• **EXTRACTED MATERIAL**:
== == ==
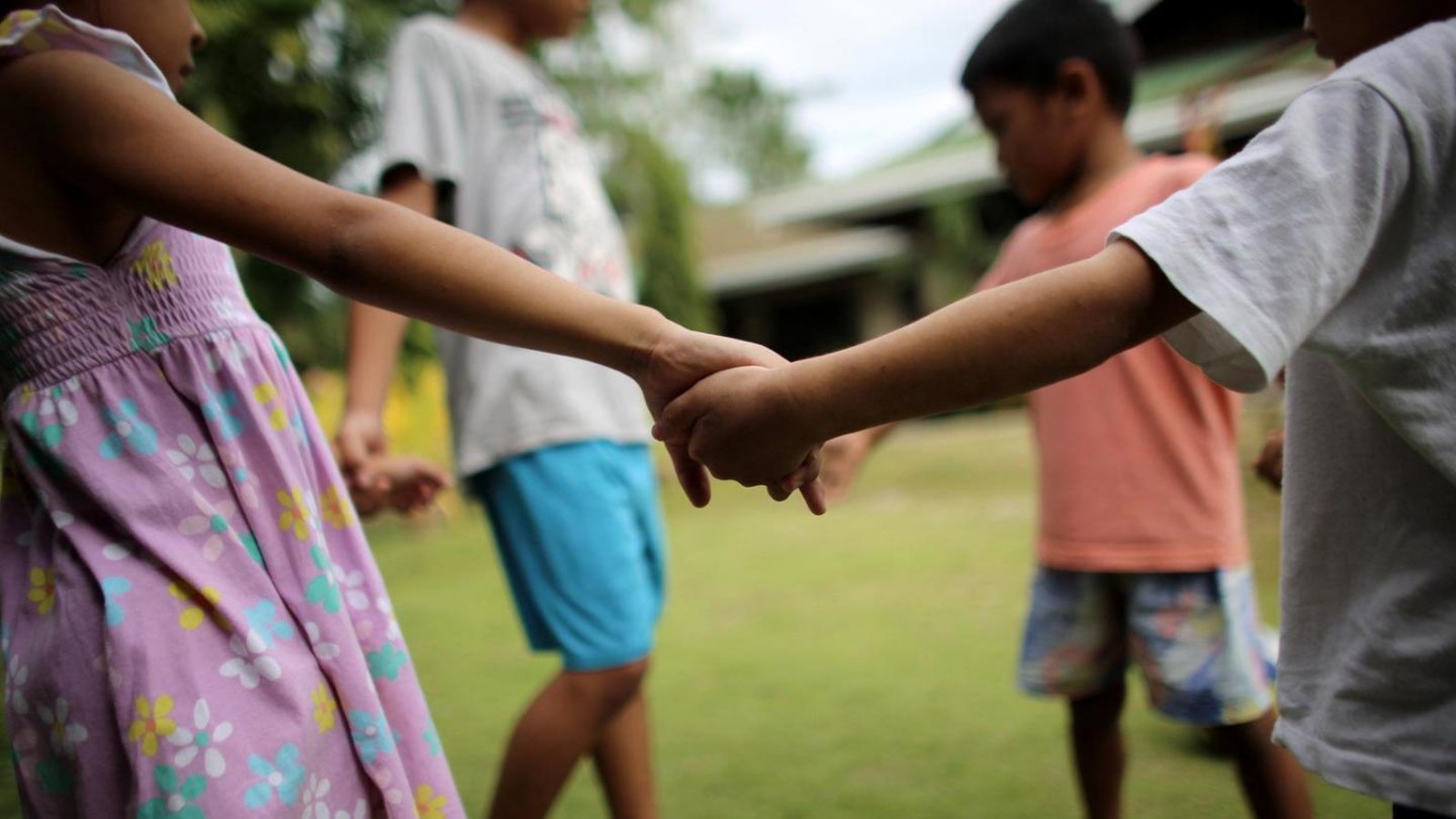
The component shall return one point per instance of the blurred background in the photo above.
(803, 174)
== == ==
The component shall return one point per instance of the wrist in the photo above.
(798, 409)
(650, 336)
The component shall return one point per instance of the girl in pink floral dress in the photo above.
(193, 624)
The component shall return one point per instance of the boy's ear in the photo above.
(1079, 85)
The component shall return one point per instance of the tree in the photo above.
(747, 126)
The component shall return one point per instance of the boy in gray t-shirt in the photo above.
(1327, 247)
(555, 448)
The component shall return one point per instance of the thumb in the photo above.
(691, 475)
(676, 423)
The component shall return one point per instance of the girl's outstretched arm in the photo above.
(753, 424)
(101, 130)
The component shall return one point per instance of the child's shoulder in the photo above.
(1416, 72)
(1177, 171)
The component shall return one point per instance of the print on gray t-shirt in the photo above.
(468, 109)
== == ==
• **EXERCISE**: Reproduce verbatim the portion of the items above that begins with the line containing "The component shall return one point per instance of the boy's" and ends with the line containing "(1177, 171)", including both of those lines.

• **FINISHED ANSWER**:
The component shall return one point per instance of the boy's ear in the photo above.
(1079, 85)
The component shall return one point per instance of the tree in the photo above.
(747, 126)
The component shall return one point per instance of the boy in gray t-shirt in the photo above.
(1327, 247)
(555, 448)
The component shall return one point per instance of the thumb in the photo above.
(691, 475)
(676, 423)
The component shall return one point per instance of the girl's outstretched arm in the photo above.
(753, 424)
(101, 130)
The component shall return one point per instance of the child's shoulder in the photo above.
(1416, 72)
(1177, 171)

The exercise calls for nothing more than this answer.